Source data
## begin
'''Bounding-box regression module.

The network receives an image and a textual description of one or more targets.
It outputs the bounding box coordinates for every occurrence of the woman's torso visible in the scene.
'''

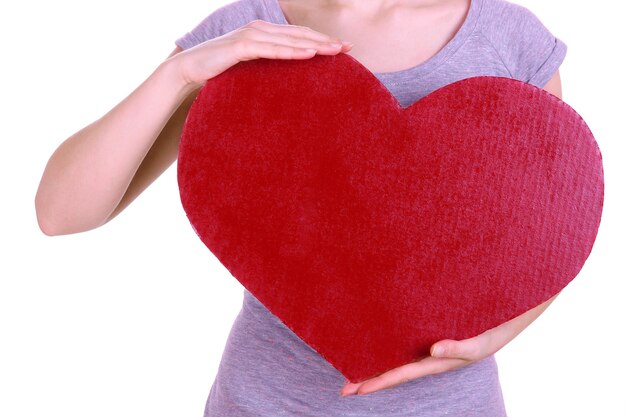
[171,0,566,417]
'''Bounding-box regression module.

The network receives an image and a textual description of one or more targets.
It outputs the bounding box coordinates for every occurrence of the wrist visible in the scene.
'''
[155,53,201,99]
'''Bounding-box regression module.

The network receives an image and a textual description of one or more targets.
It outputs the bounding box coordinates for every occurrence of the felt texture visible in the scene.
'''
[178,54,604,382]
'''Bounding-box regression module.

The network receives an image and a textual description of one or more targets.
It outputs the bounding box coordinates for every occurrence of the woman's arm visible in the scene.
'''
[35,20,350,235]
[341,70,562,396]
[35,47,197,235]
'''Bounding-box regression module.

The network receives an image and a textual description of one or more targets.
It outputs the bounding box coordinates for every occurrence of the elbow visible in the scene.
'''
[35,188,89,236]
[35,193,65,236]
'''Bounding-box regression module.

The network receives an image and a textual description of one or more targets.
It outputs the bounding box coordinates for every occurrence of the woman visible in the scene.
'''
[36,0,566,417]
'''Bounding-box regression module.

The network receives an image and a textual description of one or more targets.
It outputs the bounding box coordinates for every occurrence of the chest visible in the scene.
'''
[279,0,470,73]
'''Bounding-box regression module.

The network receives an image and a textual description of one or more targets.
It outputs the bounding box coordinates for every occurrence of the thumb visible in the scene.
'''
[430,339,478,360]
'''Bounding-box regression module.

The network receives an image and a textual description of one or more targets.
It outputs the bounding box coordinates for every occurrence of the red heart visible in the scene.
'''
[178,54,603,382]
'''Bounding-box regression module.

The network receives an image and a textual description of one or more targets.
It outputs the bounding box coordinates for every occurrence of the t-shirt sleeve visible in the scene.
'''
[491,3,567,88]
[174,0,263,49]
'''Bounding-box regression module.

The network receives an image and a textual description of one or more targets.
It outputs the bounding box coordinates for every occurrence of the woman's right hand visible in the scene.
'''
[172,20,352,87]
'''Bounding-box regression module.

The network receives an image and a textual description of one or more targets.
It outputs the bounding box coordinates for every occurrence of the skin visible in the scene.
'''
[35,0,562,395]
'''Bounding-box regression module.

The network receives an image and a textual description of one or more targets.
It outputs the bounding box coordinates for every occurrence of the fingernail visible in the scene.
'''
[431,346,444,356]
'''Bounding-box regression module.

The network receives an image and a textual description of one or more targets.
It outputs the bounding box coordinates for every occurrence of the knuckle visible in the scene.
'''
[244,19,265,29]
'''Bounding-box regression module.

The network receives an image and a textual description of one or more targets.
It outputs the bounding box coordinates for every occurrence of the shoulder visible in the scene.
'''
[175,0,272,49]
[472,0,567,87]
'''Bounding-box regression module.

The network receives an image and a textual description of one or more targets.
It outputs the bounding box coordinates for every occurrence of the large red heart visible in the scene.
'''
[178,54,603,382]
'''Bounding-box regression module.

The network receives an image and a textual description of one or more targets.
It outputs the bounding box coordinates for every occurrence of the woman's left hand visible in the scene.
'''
## end
Request: Please rewrite the records as a Markdown table with the columns Row and Text, covering only the part that opens with the first line of the records and closes with the line containing "[35,47,197,235]", both included. Give each line its own row, skip blank lines, and leave the pictures out.

Solution for this exercise:
| Row | Text |
|---|---|
| 1 | '''Bounding-box regression module. |
| 2 | The network receives an image and a textual description of one or more targets. |
| 3 | It outputs the bounding box coordinates for every occurrence of the woman's torso visible in the scene. |
| 4 | ''' |
| 5 | [171,0,566,417] |
| 6 | '''Bounding-box regression module. |
| 7 | The network receives an image and a textual description of one or more targets. |
| 8 | It outputs the bounding box coordinates for every occurrence of the wrist visible in the scene. |
| 9 | ''' |
| 10 | [155,53,201,99] |
| 11 | '''Bounding-box regression module. |
| 12 | The network receives an image and a textual description of one or more targets. |
| 13 | It outputs the bounding box coordinates for every occurrence of the felt texture visible in the scene. |
| 14 | ''' |
| 15 | [178,54,604,382] |
| 16 | '''Bounding-box regression module. |
| 17 | The network receives an image and a textual description of one or more targets. |
| 18 | It outputs the bounding box coordinates for every occurrence of the woman's arm visible in the scene. |
| 19 | ''' |
| 20 | [35,20,350,235] |
| 21 | [341,70,562,396] |
| 22 | [35,47,197,235] |